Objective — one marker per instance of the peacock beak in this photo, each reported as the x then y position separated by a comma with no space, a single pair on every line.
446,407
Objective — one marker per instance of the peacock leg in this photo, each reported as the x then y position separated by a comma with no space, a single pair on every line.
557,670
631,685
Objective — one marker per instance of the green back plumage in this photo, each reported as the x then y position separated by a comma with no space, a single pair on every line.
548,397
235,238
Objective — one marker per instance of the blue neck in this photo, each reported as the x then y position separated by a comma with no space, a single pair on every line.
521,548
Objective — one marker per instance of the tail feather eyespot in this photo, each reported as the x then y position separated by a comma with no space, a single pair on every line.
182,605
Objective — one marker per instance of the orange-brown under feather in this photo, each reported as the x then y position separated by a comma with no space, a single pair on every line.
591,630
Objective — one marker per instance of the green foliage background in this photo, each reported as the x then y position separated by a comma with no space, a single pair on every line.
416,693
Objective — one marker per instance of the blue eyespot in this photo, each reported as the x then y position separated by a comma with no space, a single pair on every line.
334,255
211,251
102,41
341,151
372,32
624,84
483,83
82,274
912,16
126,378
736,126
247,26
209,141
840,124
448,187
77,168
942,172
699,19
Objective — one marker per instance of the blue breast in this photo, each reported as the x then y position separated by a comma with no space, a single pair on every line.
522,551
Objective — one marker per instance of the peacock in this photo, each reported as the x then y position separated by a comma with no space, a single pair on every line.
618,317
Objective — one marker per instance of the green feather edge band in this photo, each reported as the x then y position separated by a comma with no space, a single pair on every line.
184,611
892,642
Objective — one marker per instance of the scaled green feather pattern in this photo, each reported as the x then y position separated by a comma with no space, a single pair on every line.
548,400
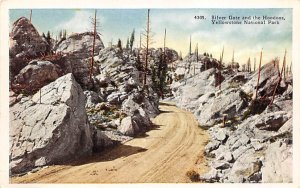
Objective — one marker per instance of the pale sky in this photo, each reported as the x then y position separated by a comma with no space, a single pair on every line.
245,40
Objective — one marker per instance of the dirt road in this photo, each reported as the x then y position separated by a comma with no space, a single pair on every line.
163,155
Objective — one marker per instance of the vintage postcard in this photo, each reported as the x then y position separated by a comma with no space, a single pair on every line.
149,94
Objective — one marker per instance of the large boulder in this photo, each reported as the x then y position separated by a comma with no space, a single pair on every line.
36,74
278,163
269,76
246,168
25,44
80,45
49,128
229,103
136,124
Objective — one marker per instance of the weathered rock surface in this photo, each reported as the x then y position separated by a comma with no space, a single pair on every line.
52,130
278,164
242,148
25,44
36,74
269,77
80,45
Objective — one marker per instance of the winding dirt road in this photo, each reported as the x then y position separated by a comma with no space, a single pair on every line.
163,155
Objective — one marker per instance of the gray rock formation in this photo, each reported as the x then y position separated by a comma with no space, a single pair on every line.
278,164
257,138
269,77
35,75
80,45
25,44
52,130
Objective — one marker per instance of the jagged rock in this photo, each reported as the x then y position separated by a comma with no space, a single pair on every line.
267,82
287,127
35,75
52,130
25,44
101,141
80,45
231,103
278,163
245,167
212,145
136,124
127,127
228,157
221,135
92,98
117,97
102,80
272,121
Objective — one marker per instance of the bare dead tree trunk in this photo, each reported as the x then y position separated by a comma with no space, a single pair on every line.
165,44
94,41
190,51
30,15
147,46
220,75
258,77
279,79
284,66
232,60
──────────────────────────────
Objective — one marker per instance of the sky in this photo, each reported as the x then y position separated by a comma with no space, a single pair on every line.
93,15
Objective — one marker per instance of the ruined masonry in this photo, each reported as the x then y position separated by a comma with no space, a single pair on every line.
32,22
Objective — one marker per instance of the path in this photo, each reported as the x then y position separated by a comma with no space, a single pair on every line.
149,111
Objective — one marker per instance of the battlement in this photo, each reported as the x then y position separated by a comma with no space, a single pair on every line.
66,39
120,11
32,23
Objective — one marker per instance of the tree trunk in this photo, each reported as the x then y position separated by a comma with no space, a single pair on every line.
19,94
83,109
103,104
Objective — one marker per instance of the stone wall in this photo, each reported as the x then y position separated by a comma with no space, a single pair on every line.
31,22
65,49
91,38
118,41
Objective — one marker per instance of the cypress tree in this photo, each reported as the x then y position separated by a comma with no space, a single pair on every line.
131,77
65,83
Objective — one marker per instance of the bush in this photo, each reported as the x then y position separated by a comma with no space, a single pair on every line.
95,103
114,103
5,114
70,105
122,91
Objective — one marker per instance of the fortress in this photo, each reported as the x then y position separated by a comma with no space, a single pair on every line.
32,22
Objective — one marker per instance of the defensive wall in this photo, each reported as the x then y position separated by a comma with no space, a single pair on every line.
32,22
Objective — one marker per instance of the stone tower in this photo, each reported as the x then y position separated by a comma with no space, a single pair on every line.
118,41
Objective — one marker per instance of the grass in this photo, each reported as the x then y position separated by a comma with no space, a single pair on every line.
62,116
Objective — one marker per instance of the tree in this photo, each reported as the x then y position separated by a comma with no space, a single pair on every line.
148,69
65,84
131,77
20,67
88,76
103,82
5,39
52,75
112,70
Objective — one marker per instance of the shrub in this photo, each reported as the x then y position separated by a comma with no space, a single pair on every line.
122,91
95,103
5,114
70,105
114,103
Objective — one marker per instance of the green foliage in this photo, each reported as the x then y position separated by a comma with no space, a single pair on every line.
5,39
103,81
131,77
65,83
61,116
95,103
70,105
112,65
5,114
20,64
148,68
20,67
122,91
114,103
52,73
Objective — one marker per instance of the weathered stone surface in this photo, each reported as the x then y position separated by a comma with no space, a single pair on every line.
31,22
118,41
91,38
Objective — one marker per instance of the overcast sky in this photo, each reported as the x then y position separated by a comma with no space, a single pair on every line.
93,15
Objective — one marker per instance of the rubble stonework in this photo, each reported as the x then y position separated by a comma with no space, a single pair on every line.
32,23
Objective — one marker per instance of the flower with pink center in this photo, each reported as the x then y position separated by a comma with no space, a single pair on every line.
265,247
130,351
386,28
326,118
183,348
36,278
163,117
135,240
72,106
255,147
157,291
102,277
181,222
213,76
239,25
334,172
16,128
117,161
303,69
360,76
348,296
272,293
──────────────────────────────
● Directions: Collect every line of the records above that contains the string "road". Treat uppercase and lowercase letters as distinct.

● The solution:
Objective — one marker per instance of the dirt road in this photo, each reported as the x then y position separated by a comma with no space, a single pair on every line.
Objective — one marker per instance of the winding dirt road in this photo, each reported as the x then y position separated by a comma with no space, a single pair on every line.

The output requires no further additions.